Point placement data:
━━━━━━━━━━━━━━━━━━━━━━━━━━━━━━

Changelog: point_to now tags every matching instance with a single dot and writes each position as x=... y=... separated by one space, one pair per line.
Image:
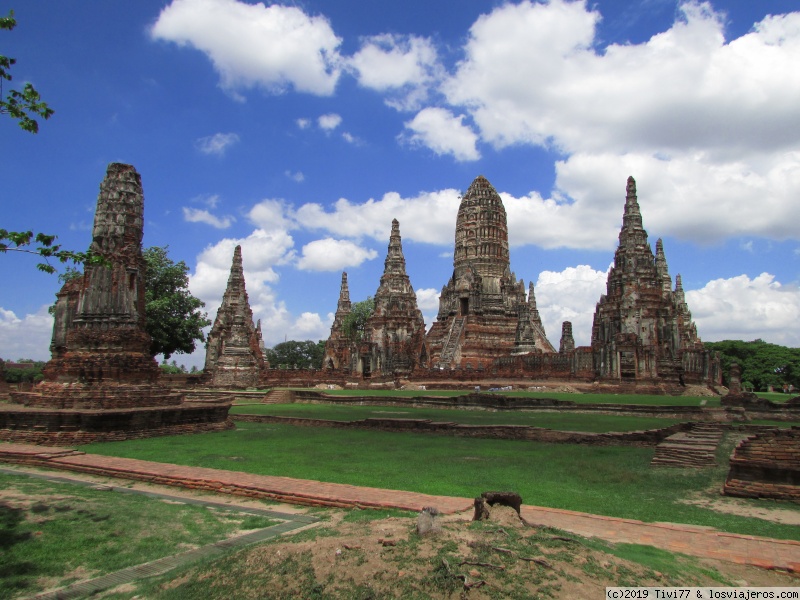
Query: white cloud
x=746 y=309
x=403 y=67
x=698 y=120
x=569 y=295
x=431 y=213
x=252 y=45
x=26 y=337
x=196 y=215
x=271 y=215
x=296 y=176
x=329 y=122
x=442 y=132
x=217 y=143
x=333 y=255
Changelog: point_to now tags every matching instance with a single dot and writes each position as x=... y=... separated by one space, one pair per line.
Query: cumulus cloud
x=329 y=122
x=403 y=67
x=746 y=309
x=252 y=45
x=217 y=143
x=442 y=132
x=333 y=255
x=27 y=336
x=197 y=215
x=698 y=120
x=569 y=295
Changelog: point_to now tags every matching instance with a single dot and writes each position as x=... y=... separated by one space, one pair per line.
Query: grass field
x=53 y=534
x=647 y=399
x=614 y=481
x=549 y=420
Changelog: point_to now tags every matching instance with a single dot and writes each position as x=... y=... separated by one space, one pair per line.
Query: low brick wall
x=504 y=432
x=499 y=402
x=766 y=465
x=52 y=427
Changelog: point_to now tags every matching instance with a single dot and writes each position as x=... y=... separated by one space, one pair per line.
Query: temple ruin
x=234 y=355
x=102 y=382
x=487 y=326
x=642 y=327
x=394 y=341
x=484 y=313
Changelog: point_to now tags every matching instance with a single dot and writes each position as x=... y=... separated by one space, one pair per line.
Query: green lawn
x=616 y=481
x=647 y=399
x=55 y=533
x=549 y=420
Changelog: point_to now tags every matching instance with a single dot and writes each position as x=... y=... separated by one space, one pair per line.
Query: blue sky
x=300 y=130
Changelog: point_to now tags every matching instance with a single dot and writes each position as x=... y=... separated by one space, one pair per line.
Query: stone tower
x=233 y=355
x=567 y=341
x=100 y=349
x=483 y=311
x=394 y=343
x=337 y=349
x=642 y=328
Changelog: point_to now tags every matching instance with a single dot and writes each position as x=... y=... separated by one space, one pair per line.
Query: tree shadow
x=15 y=573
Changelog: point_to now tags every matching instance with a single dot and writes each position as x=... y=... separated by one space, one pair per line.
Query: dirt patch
x=766 y=509
x=350 y=556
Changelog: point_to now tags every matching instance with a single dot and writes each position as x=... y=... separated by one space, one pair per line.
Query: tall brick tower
x=484 y=313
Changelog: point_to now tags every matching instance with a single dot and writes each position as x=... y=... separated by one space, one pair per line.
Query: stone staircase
x=278 y=397
x=695 y=448
x=451 y=345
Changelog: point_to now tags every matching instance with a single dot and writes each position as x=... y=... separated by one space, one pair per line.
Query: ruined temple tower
x=394 y=341
x=101 y=382
x=100 y=349
x=484 y=313
x=642 y=328
x=338 y=347
x=234 y=357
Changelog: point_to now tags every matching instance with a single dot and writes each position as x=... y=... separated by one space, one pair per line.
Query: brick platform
x=704 y=542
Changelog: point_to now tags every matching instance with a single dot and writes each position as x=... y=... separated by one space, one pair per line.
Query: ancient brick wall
x=501 y=432
x=766 y=465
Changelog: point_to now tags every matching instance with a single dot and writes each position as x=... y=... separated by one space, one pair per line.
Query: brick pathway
x=693 y=540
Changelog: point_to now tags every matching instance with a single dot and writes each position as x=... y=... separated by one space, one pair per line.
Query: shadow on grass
x=15 y=574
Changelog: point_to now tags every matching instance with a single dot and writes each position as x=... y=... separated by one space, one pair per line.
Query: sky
x=300 y=130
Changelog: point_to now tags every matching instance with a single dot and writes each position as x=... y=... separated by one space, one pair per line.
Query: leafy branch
x=20 y=105
x=44 y=246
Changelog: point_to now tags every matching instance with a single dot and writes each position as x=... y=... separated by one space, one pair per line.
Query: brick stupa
x=102 y=382
x=338 y=355
x=484 y=313
x=395 y=333
x=234 y=358
x=642 y=328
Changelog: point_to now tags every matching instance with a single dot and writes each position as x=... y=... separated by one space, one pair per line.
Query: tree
x=20 y=105
x=174 y=319
x=293 y=354
x=355 y=323
x=18 y=241
x=762 y=364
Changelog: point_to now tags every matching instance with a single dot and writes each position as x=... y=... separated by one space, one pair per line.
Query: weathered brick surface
x=503 y=432
x=766 y=465
x=234 y=358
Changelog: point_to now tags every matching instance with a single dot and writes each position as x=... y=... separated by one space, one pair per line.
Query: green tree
x=20 y=105
x=355 y=323
x=44 y=246
x=174 y=319
x=762 y=364
x=291 y=354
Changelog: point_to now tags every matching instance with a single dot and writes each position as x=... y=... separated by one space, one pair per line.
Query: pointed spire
x=344 y=296
x=395 y=261
x=567 y=341
x=632 y=233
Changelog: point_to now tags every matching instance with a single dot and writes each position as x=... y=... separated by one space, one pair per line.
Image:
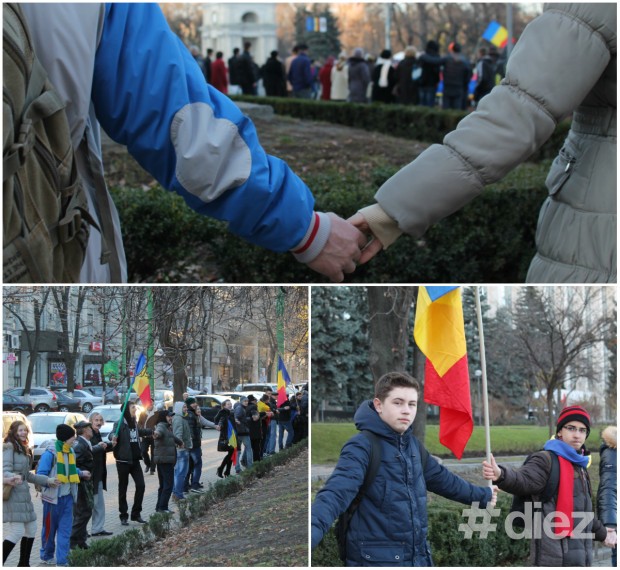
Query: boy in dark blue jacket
x=390 y=526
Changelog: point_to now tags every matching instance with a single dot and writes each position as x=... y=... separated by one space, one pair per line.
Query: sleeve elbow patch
x=211 y=156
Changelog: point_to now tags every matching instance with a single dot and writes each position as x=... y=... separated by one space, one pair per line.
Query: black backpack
x=343 y=521
x=551 y=489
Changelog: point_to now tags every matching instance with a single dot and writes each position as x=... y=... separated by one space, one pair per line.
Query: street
x=211 y=460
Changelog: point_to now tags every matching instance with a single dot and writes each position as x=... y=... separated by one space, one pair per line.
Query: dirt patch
x=266 y=524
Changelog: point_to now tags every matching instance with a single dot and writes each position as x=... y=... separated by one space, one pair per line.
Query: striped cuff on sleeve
x=315 y=238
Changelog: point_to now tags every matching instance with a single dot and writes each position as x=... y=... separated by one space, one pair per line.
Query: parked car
x=163 y=398
x=111 y=395
x=111 y=413
x=12 y=403
x=43 y=400
x=68 y=404
x=87 y=400
x=210 y=404
x=44 y=428
x=261 y=387
x=122 y=391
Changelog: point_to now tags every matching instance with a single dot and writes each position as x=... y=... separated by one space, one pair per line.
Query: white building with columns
x=227 y=25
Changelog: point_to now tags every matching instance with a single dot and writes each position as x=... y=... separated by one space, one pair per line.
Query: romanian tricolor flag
x=283 y=382
x=439 y=332
x=496 y=34
x=232 y=441
x=141 y=384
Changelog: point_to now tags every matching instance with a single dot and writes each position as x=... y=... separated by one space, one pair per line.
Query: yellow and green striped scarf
x=61 y=449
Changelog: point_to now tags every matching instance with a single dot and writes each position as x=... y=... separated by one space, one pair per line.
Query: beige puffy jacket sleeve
x=555 y=64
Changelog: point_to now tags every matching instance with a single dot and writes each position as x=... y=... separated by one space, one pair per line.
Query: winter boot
x=7 y=547
x=25 y=549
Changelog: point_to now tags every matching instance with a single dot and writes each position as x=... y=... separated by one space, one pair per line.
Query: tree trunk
x=389 y=313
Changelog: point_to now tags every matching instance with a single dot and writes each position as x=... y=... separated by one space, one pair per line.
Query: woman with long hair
x=18 y=513
x=223 y=418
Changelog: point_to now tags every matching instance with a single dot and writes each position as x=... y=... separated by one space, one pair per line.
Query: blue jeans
x=165 y=474
x=56 y=529
x=427 y=96
x=180 y=471
x=288 y=426
x=247 y=457
x=196 y=455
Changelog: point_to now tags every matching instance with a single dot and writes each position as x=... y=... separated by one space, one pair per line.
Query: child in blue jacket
x=390 y=525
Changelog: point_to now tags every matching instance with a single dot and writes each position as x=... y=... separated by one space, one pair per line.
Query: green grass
x=328 y=439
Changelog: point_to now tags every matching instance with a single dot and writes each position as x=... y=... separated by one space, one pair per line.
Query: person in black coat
x=274 y=78
x=222 y=418
x=255 y=424
x=127 y=453
x=83 y=507
x=607 y=500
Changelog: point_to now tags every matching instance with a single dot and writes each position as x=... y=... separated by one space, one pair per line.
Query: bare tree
x=556 y=328
x=14 y=297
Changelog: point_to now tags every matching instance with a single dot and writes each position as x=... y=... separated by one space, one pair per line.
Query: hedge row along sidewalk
x=129 y=548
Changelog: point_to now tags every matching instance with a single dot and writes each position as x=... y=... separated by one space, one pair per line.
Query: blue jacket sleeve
x=150 y=95
x=341 y=488
x=445 y=483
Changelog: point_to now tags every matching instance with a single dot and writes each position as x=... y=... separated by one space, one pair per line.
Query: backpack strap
x=553 y=483
x=371 y=471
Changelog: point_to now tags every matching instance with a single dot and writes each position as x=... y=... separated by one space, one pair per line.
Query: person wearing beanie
x=128 y=452
x=606 y=498
x=192 y=478
x=58 y=461
x=562 y=543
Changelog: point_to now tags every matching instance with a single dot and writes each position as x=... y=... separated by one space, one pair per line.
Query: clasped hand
x=346 y=247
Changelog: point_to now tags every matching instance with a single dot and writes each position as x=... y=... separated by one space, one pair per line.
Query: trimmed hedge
x=123 y=549
x=406 y=121
x=448 y=546
x=489 y=241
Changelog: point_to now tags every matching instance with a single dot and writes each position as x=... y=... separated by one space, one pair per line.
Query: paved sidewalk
x=211 y=460
x=602 y=554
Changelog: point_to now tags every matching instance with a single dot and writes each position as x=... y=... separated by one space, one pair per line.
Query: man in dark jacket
x=99 y=475
x=300 y=74
x=195 y=453
x=246 y=73
x=607 y=500
x=390 y=525
x=246 y=458
x=274 y=78
x=83 y=507
x=127 y=453
x=565 y=544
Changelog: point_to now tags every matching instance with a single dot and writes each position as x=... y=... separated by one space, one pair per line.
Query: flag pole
x=483 y=367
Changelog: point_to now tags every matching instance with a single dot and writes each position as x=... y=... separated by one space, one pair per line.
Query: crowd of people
x=414 y=78
x=71 y=473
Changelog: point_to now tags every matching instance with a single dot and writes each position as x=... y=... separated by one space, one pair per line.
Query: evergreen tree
x=340 y=372
x=320 y=44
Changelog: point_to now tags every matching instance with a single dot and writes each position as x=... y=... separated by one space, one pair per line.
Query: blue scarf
x=567 y=452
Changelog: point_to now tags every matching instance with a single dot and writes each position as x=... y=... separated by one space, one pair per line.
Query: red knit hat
x=573 y=413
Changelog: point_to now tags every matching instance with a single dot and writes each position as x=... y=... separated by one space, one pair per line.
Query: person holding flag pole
x=389 y=526
x=127 y=450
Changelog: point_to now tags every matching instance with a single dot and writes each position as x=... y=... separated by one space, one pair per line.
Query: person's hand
x=612 y=538
x=491 y=471
x=341 y=252
x=373 y=246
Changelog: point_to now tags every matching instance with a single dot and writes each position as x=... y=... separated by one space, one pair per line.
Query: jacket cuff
x=382 y=226
x=315 y=238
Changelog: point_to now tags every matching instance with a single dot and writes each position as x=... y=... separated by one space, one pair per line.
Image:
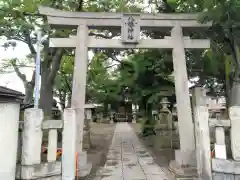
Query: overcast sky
x=11 y=80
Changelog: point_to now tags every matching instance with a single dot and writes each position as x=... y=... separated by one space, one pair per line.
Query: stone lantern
x=165 y=104
x=165 y=115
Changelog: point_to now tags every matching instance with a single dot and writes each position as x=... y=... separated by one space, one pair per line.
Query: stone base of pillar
x=184 y=164
x=111 y=122
x=84 y=167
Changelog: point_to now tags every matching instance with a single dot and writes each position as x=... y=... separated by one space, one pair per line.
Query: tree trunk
x=235 y=90
x=69 y=99
x=49 y=69
x=46 y=100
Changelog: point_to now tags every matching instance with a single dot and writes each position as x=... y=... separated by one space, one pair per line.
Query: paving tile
x=127 y=158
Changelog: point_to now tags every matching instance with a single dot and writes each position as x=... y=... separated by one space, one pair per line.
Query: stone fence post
x=32 y=139
x=9 y=122
x=69 y=144
x=234 y=114
x=202 y=135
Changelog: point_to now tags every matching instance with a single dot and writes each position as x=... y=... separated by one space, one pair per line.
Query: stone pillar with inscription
x=78 y=94
x=186 y=154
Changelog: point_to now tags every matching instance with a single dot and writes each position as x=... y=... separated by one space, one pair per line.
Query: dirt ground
x=162 y=157
x=101 y=138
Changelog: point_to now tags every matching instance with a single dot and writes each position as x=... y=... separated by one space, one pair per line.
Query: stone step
x=85 y=170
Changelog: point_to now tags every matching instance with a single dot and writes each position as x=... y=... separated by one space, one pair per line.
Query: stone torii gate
x=131 y=25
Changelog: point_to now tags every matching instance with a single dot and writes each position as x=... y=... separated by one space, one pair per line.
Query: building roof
x=7 y=95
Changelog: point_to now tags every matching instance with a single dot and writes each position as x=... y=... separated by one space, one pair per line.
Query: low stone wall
x=225 y=169
x=166 y=139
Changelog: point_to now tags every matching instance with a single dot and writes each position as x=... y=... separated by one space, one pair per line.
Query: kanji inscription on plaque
x=130 y=31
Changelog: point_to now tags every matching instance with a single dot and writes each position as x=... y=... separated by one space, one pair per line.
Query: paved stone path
x=128 y=159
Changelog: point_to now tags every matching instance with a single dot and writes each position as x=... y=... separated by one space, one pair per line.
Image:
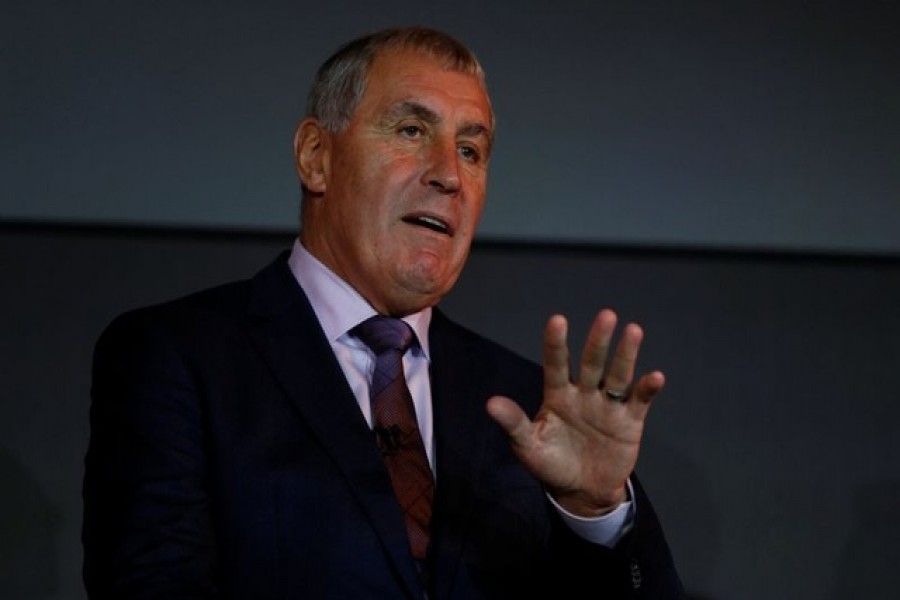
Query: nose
x=442 y=169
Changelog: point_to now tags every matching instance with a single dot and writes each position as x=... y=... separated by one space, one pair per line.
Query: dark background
x=724 y=173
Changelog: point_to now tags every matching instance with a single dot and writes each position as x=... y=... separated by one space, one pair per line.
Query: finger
x=596 y=348
x=556 y=353
x=510 y=416
x=621 y=367
x=645 y=391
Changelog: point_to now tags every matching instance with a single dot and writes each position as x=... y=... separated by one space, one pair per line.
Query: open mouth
x=429 y=222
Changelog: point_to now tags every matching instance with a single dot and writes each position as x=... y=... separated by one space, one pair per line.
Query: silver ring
x=615 y=396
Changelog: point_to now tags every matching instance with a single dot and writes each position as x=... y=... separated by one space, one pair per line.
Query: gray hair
x=340 y=82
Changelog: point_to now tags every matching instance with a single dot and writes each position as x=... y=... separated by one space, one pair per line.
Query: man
x=232 y=451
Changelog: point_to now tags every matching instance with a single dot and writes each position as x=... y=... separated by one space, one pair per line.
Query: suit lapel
x=284 y=328
x=461 y=422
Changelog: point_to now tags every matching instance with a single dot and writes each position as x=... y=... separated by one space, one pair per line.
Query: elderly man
x=325 y=431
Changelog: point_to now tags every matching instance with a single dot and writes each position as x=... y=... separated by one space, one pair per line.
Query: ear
x=311 y=154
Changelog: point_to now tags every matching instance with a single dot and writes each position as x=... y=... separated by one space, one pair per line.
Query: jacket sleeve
x=640 y=566
x=147 y=529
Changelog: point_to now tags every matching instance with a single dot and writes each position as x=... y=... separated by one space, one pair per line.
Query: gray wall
x=771 y=455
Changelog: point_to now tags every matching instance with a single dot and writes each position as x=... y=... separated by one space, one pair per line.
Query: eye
x=469 y=153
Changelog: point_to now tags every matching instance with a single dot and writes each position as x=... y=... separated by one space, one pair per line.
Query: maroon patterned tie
x=396 y=428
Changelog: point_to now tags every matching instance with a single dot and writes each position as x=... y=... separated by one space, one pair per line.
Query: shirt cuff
x=605 y=530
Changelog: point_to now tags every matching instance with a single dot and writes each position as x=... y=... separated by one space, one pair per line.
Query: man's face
x=401 y=189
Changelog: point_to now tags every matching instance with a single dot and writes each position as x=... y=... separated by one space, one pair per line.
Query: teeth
x=433 y=223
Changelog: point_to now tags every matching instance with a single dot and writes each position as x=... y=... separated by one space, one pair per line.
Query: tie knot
x=382 y=334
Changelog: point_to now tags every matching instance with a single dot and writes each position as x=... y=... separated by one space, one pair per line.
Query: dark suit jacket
x=229 y=459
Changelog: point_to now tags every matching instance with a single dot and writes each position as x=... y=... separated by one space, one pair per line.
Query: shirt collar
x=337 y=305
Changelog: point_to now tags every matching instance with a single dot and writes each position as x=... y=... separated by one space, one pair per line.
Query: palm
x=582 y=445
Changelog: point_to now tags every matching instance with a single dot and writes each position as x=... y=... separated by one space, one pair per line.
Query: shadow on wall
x=866 y=571
x=689 y=515
x=29 y=527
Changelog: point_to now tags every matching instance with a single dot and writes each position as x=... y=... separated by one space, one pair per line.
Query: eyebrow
x=416 y=109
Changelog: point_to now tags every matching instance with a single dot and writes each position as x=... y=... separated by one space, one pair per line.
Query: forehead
x=397 y=76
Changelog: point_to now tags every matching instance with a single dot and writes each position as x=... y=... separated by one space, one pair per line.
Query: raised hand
x=584 y=441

━━━━━━━━━━━━━━━━━━━━━━━━━━━━━━

What you have to do: How many lines of the data above contain the string "person"? Give only the number.

Complete answer: 4